■ DIRECTIONS FOR THIS TASK
Copy out all of the material below, swapping every "query" for "prompt" and keeping everything else the same. Leave the pictures out.

-- START DATASET --

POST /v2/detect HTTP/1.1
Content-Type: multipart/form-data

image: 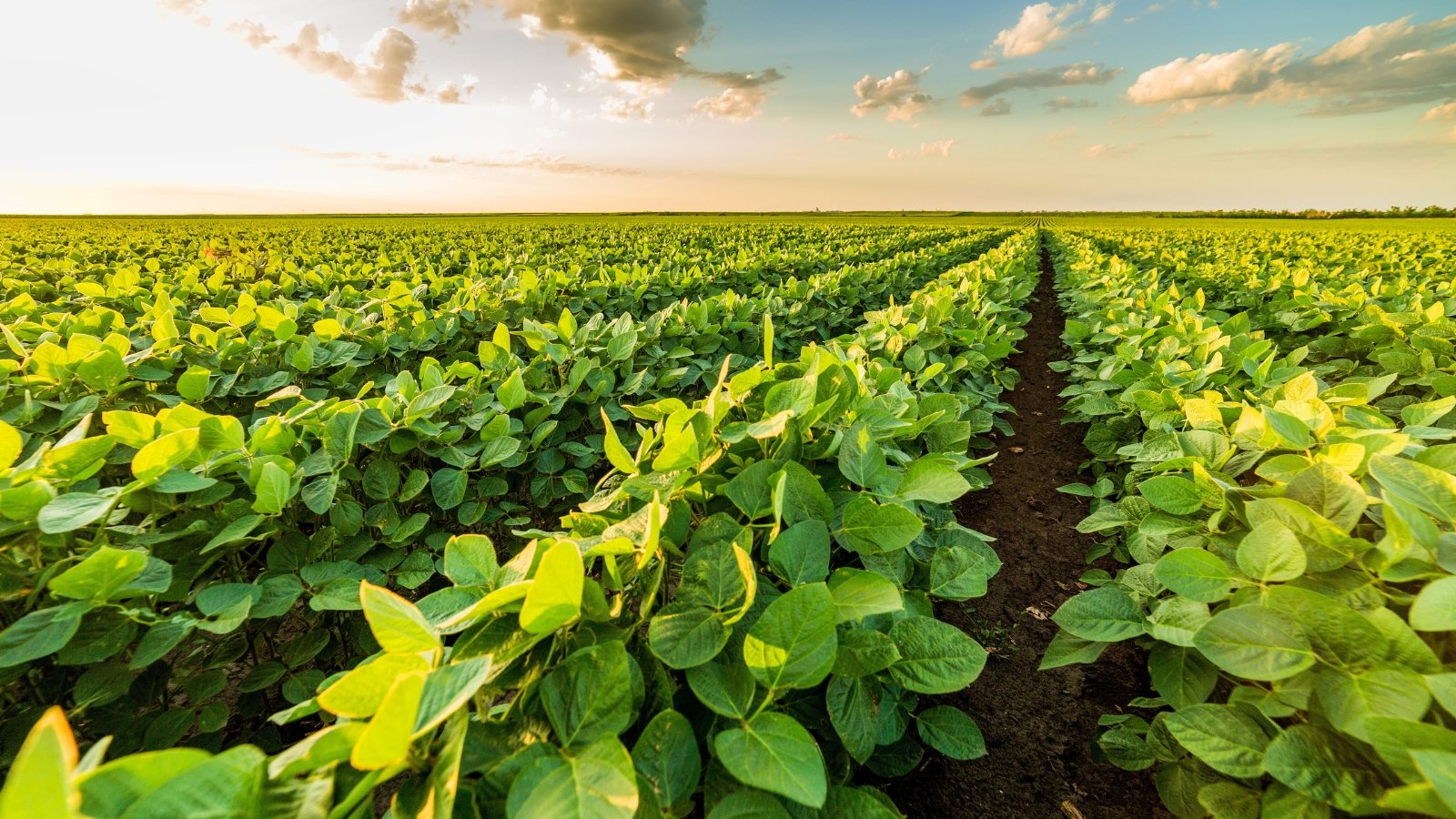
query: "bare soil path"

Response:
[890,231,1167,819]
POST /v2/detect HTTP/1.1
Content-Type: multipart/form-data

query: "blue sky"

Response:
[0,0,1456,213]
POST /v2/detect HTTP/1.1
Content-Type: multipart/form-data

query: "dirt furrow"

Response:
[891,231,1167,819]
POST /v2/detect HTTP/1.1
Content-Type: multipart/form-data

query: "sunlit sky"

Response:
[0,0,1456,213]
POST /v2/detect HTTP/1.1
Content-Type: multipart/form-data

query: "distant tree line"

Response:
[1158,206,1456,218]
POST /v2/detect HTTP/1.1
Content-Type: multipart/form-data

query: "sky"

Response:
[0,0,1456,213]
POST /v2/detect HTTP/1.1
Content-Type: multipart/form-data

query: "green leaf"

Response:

-- END DATASET --

■ TASK RESPONSE
POST /v2/detect HTTP/1.1
Content-Type: multipart/form-data

image: 
prompt: "bare soil path"

Response:
[890,231,1167,819]
POST /v2/detect HTTP/1.1
Content-Type: multipart/form-data

prompt: "blue sky"

Response:
[0,0,1456,213]
POST /v2/detect HTTP/1.1
Content-Type: multipart/form-data

prompt: "dirt furrow"

Response:
[891,231,1167,819]
POST /v2/detect HTTP/1.1
Content-Type: multipart/form-data

prompt: "sunlit sky"

Response:
[0,0,1456,213]
POST /v2/detect HTTP/1.1
Content-Type: multipart/form-data

prompt: "distant tree line"

Response:
[1158,206,1456,218]
POST /v2/detect HTTP/1.1
Content-Type: multipart/form-data

prompt: "sky"

Response:
[0,0,1456,213]
POST /v2/detect HTTP/1.1
Content-Type: multipart/form-data

prompt: "green leaf"

Response:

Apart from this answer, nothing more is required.